> Task requirements: Rewrite all of the rows below as a single numbered list with no blank lines. Leave the pictures out of your answer.
━━━ Rows
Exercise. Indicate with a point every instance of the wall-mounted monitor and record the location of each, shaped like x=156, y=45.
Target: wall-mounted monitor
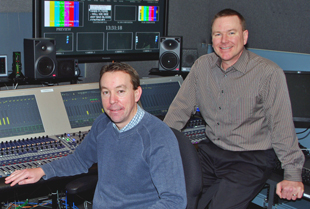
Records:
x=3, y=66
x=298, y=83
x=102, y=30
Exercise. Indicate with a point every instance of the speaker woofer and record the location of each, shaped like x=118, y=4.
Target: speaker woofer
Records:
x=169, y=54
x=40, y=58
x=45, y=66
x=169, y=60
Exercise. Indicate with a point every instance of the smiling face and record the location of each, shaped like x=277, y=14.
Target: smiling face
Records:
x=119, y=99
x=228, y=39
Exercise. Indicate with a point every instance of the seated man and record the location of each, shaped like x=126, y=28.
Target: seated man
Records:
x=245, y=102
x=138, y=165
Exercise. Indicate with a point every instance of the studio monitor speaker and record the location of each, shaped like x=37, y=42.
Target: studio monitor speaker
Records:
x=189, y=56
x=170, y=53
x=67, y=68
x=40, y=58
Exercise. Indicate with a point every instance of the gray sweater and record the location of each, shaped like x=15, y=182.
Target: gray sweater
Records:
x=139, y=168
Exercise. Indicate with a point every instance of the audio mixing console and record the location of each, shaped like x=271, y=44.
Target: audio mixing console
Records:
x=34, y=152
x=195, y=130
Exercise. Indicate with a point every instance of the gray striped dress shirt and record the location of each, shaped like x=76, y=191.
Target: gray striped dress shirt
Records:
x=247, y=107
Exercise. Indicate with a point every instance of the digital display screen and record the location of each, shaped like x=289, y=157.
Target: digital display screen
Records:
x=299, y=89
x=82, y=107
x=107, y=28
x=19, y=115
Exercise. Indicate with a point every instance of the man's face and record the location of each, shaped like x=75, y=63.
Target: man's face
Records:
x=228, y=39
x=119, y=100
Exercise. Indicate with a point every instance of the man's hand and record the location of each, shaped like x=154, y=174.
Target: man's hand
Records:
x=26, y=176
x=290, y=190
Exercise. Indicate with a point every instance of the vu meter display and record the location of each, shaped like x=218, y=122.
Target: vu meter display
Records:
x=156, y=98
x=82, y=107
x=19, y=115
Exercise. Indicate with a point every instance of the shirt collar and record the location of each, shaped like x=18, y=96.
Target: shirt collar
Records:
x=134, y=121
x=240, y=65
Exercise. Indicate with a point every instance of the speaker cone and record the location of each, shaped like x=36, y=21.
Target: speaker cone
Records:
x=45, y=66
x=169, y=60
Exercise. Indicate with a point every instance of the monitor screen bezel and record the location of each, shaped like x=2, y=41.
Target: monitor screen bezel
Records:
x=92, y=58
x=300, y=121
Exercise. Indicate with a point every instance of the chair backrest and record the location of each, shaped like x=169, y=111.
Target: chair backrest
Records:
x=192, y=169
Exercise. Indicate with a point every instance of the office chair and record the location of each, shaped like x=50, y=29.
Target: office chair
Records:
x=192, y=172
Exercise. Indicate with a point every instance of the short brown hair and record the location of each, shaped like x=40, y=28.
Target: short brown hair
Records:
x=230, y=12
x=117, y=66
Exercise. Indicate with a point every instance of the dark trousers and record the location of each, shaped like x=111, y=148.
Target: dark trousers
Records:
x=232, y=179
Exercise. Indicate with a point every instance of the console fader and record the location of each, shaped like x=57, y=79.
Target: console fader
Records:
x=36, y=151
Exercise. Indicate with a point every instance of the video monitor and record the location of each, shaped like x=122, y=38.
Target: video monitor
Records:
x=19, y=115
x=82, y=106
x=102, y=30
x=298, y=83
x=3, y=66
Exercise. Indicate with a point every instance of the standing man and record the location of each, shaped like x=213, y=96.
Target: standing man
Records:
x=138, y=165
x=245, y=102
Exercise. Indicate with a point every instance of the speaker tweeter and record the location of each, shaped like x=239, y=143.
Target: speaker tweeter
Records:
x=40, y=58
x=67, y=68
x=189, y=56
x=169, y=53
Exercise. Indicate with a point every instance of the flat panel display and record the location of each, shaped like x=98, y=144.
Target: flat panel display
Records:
━━━━━━
> Task result:
1. Exercise. Indicate with a point every instance of the wall-mounted monitor and record the location of each, shaped like x=156, y=45.
2. Target: wall-mounted monitor
3. Records:
4. x=3, y=66
5. x=298, y=83
6. x=102, y=30
7. Exercise. Indicate with a point every instance of the speaker woofer and record the location of each, shaped like x=118, y=4.
8. Target: speaker woofer
9. Records:
10. x=169, y=54
11. x=40, y=58
12. x=45, y=66
13. x=169, y=60
14. Exercise. Indicate with a point every instance of the smiling face and record the location of each, shaped like x=277, y=14.
15. Target: smiling face
16. Records:
17. x=119, y=99
18. x=228, y=39
19. Exercise. Indicate with a point every instance of the seated man and record the location of each, shaped like x=126, y=28.
20. Target: seated man
21. Records:
22. x=245, y=102
23. x=138, y=165
24. Exercise. Indicate with a point every instance of the studio monitor speaker and record the location of each, shaped like x=37, y=42.
25. Target: studio monitor speaker
26. Records:
27. x=189, y=56
28. x=170, y=53
29. x=67, y=68
30. x=40, y=58
31. Exercise. Indicate with a point every instance of the gray sweater and record the location of each, shaped like x=15, y=182.
32. Target: gray sweater
33. Records:
34. x=139, y=168
35. Exercise. Indicate with a point every instance of the audio mixing console and record the location of each, shaped like x=271, y=44.
36. Target: audio mixing console
37. Records:
38. x=34, y=152
39. x=195, y=130
40. Exercise. Indicate with a point every instance of the gray striped dress shirt and record the location of each, shaped like x=76, y=191.
41. Target: gray striped dress shirt
42. Records:
43. x=247, y=107
44. Exercise. Indicate with a point every instance of the digital display screen and record the location of each, shaped like x=289, y=157.
45. Target: digital display screen
46. Records:
47. x=299, y=89
48. x=82, y=107
49. x=107, y=28
50. x=19, y=115
51. Exercise. Indicate with a point every instance of the man's face and record the location of each, shaped like x=75, y=63.
52. Target: man's face
53. Records:
54. x=228, y=39
55. x=119, y=100
56. Exercise. Indicate with a point every instance of the man's hand and record the location of each, shaped like x=154, y=174.
57. Target: man's hand
58. Records:
59. x=26, y=176
60. x=290, y=190
61. Exercise. Indicate with a point every instance of the vu meter display and record the location of each, shaped like x=218, y=122.
62. Target: vu meter display
63. Records:
64. x=156, y=98
65. x=82, y=107
66. x=19, y=115
67. Exercise. Indicate with a point every instance of the shirt collar and record the location of each, shaped like x=18, y=96.
68. Target: shirt collar
69. Records:
70. x=134, y=121
71. x=240, y=65
72. Exercise. Indicate with a point every instance of the speaker cone and record the location of each, shaped like x=36, y=21.
73. Target: speaker cone
74. Records:
75. x=45, y=66
76. x=169, y=60
77. Exercise. Indicate with a point every instance of the monitor screen bezel and record the location of each, shaped like x=2, y=41.
78. Target: monitor screen bezel
79. Records:
80. x=92, y=58
81. x=300, y=121
82. Exercise. Indicate with a point every instance of the chair backrest and record the location of each, shaped like x=169, y=111.
83. Target: chair backrest
84. Records:
85. x=192, y=169
86. Exercise. Indicate with a point every instance of the office chair and record the location of each, shaped like x=50, y=29.
87. Target: office chair
88. Records:
89. x=192, y=172
90. Exercise. Indicate with a point every instance of the short brown hair and record the location of each, shaped like x=40, y=28.
91. Target: short brown hair
92. Records:
93. x=230, y=12
94. x=117, y=66
95. Exercise. Indicate with a point every instance of the dark trousers and record the location of each, shaped like x=111, y=148.
96. Target: dark trousers
97. Records:
98. x=232, y=179
99. Exercise. Indicate with a point every instance of the console fader and record the location of each, shaped like x=57, y=79.
100. Target: console fader
101. Records:
102. x=36, y=151
103. Exercise. Indicate with a point every instance of the video monitor and record the location of each, shaped like x=122, y=38.
104. Target: video monitor
105. Records:
106. x=19, y=115
107. x=82, y=106
108. x=102, y=30
109. x=298, y=83
110. x=3, y=66
111. Exercise. Indicate with a point every instance of the standing man and record the location of each, shaped like x=213, y=96.
112. Target: standing man
113. Records:
114. x=138, y=165
115. x=245, y=102
116. Exercise. Indicate with a point every instance of the speaker tweeter and record the location of each, shaped like x=239, y=143.
117. Target: speaker tweeter
118. Records:
119. x=40, y=58
120. x=67, y=68
121. x=189, y=56
122. x=169, y=53
123. Exercise. Indicate with a point every instance of the flat panel display and record the location of each, shaped like x=98, y=144.
124. Target: flat panel display
125. Records:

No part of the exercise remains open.